Stored data
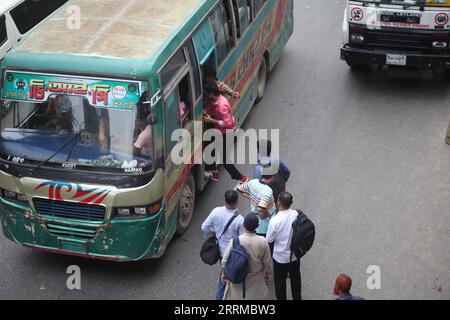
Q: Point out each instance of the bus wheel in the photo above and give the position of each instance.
(186, 206)
(354, 65)
(262, 78)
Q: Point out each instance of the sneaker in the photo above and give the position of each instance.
(213, 175)
(240, 182)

Task item
Please give a word-for-word repetition of the lines from the one containing "Q: Point out each instance of the sneaker" through the last line of the data above, including both, and nothing besides.

Task output
Q: Point out each instance of the sneaker in the photo above and give the position of each instance.
(213, 175)
(240, 182)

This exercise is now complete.